[Spatial localization data]
......

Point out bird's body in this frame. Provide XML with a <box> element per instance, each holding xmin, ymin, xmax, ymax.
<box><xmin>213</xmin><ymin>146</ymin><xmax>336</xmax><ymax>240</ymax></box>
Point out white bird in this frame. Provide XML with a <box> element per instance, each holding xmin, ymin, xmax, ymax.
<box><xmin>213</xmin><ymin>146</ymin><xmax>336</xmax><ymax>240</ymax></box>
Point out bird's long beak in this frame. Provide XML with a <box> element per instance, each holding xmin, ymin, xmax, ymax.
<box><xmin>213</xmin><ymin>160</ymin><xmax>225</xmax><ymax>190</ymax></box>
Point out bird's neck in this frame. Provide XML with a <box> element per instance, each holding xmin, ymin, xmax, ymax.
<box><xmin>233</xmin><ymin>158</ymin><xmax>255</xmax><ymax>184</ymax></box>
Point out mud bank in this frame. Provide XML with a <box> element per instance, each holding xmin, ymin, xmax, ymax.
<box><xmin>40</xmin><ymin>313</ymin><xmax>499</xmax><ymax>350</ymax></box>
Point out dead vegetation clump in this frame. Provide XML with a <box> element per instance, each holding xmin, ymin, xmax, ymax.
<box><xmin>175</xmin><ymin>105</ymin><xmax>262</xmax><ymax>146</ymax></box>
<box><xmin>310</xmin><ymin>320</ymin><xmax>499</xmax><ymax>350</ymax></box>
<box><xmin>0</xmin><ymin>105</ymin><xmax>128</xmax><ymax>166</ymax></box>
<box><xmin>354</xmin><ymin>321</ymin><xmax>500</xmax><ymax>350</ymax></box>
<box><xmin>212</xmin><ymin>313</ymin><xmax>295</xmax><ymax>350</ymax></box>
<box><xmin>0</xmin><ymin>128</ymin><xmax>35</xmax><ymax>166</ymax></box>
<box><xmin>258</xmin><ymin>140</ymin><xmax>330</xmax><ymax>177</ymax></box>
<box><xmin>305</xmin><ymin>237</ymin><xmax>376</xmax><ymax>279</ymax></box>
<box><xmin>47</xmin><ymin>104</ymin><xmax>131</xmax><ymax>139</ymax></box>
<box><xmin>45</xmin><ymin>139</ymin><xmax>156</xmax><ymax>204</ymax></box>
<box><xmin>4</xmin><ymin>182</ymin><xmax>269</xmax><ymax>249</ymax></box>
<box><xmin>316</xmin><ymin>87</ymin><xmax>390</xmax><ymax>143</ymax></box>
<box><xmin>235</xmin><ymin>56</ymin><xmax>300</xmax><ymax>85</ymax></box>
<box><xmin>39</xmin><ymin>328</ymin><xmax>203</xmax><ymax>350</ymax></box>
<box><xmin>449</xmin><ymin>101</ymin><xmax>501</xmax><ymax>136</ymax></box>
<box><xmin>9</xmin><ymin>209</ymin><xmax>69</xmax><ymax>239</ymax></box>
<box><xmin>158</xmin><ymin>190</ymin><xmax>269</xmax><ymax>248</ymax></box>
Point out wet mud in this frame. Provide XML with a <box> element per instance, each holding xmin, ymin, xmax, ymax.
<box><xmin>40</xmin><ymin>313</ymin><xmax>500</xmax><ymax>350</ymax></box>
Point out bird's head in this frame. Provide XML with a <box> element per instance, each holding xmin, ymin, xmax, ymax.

......

Required work - Reproduce each line above without any alteration.

Answer to this problem -
Point out bird's body in this frame. Provide XML with a <box> element per instance, each holding xmin, ymin, xmax, ymax.
<box><xmin>213</xmin><ymin>146</ymin><xmax>336</xmax><ymax>240</ymax></box>
Point out white bird in this frame. Provide XML with a <box> element per instance, each holding xmin, ymin, xmax, ymax.
<box><xmin>213</xmin><ymin>146</ymin><xmax>336</xmax><ymax>240</ymax></box>
Point out bird's long beak in this frame. Provide XML with a <box> element per instance, each holding xmin, ymin, xmax, ymax.
<box><xmin>213</xmin><ymin>160</ymin><xmax>225</xmax><ymax>190</ymax></box>
Point out bird's neck in this frame. Provide XML with a <box> element per instance, each holding xmin, ymin, xmax, ymax.
<box><xmin>233</xmin><ymin>158</ymin><xmax>255</xmax><ymax>184</ymax></box>
Point out mud bank in this frame. Provide XML with a <box> element per instance, each holding xmin, ymin, xmax, ymax.
<box><xmin>40</xmin><ymin>313</ymin><xmax>499</xmax><ymax>350</ymax></box>
Point out dead vegetation clump in this frame. Provide XML with a <box> element per instance, each holding xmin, ymin, xmax, ymax.
<box><xmin>175</xmin><ymin>105</ymin><xmax>262</xmax><ymax>146</ymax></box>
<box><xmin>310</xmin><ymin>320</ymin><xmax>499</xmax><ymax>350</ymax></box>
<box><xmin>0</xmin><ymin>105</ymin><xmax>128</xmax><ymax>166</ymax></box>
<box><xmin>354</xmin><ymin>321</ymin><xmax>500</xmax><ymax>350</ymax></box>
<box><xmin>212</xmin><ymin>313</ymin><xmax>295</xmax><ymax>350</ymax></box>
<box><xmin>0</xmin><ymin>128</ymin><xmax>35</xmax><ymax>166</ymax></box>
<box><xmin>258</xmin><ymin>140</ymin><xmax>330</xmax><ymax>177</ymax></box>
<box><xmin>305</xmin><ymin>237</ymin><xmax>376</xmax><ymax>279</ymax></box>
<box><xmin>47</xmin><ymin>104</ymin><xmax>131</xmax><ymax>139</ymax></box>
<box><xmin>45</xmin><ymin>139</ymin><xmax>156</xmax><ymax>204</ymax></box>
<box><xmin>4</xmin><ymin>182</ymin><xmax>269</xmax><ymax>249</ymax></box>
<box><xmin>316</xmin><ymin>87</ymin><xmax>390</xmax><ymax>143</ymax></box>
<box><xmin>235</xmin><ymin>56</ymin><xmax>300</xmax><ymax>85</ymax></box>
<box><xmin>39</xmin><ymin>328</ymin><xmax>203</xmax><ymax>350</ymax></box>
<box><xmin>449</xmin><ymin>101</ymin><xmax>501</xmax><ymax>136</ymax></box>
<box><xmin>9</xmin><ymin>209</ymin><xmax>69</xmax><ymax>239</ymax></box>
<box><xmin>158</xmin><ymin>190</ymin><xmax>269</xmax><ymax>248</ymax></box>
Point out wet mud in this frame. Provide XML with a <box> element per instance, each holding xmin, ymin, xmax, ymax.
<box><xmin>40</xmin><ymin>313</ymin><xmax>500</xmax><ymax>350</ymax></box>
Point out bird's head in this frame. Provide XML with a <box> element per instance, each holding xmin, ymin, xmax, ymax.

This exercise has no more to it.